● Polecenie
Policz wiersze materiału, w których występuje słowo „steel”, z uwzględnieniem wielkości liter. Podaj tylko liczbę.

● Dane robocze
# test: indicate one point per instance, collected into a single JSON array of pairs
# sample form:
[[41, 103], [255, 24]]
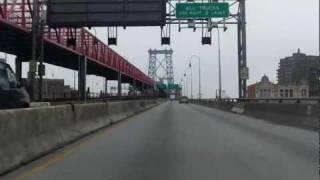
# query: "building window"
[[291, 92], [281, 92]]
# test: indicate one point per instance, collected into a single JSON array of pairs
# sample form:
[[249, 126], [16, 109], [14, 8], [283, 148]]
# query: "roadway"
[[184, 142]]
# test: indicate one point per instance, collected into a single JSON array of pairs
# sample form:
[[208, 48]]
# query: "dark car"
[[184, 100], [12, 95]]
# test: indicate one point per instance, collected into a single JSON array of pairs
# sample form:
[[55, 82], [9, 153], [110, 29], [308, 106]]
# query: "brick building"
[[300, 70]]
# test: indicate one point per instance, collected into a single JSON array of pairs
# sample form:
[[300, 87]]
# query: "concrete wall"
[[26, 134], [298, 115]]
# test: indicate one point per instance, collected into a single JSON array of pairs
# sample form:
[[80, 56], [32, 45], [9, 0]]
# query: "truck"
[[12, 94]]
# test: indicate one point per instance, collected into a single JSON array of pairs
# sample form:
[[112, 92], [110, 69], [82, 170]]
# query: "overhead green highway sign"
[[202, 10]]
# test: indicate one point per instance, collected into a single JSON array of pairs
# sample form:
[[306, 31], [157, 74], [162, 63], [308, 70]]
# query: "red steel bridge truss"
[[16, 38]]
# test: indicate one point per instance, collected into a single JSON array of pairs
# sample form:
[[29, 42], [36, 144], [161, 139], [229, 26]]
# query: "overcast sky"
[[275, 29]]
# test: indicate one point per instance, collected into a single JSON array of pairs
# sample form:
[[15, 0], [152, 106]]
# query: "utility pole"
[[33, 62], [219, 57], [242, 49], [190, 66]]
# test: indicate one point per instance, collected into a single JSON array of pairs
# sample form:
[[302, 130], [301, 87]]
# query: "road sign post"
[[202, 10]]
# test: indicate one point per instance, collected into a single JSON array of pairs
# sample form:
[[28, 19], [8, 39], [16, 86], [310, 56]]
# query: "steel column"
[[242, 48], [82, 77], [18, 62], [119, 84]]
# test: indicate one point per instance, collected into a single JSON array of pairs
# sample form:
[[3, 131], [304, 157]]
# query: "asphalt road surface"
[[184, 142]]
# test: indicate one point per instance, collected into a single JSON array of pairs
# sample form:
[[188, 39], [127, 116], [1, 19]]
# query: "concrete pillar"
[[142, 89], [82, 77], [134, 87], [119, 84], [18, 62], [106, 86]]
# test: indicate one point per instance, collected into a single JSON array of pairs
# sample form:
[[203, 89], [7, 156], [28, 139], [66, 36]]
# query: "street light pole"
[[219, 59], [187, 85], [33, 62], [190, 66]]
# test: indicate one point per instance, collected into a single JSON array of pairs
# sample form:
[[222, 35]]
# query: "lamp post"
[[195, 56], [190, 66], [219, 53], [219, 59], [187, 86]]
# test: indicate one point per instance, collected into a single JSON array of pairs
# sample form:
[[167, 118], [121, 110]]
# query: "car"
[[184, 100], [12, 94]]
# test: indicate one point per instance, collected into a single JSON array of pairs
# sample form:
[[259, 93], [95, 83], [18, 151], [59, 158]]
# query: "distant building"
[[298, 90], [299, 71], [252, 90], [266, 89], [263, 89]]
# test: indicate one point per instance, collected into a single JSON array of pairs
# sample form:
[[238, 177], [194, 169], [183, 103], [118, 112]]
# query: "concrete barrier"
[[299, 115], [26, 134]]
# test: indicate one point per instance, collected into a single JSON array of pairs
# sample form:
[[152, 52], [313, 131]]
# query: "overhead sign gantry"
[[195, 14]]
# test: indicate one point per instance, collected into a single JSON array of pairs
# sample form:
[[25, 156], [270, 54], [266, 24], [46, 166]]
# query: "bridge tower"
[[156, 64]]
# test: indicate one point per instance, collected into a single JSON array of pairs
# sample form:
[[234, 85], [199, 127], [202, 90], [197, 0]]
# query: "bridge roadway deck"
[[184, 142]]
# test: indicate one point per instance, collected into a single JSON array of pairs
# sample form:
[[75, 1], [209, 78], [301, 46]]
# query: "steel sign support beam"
[[242, 48]]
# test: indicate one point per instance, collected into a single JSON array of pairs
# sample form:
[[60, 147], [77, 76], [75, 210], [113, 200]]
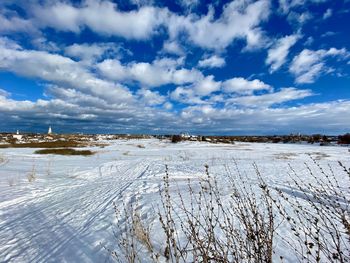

● Wynik zadania
3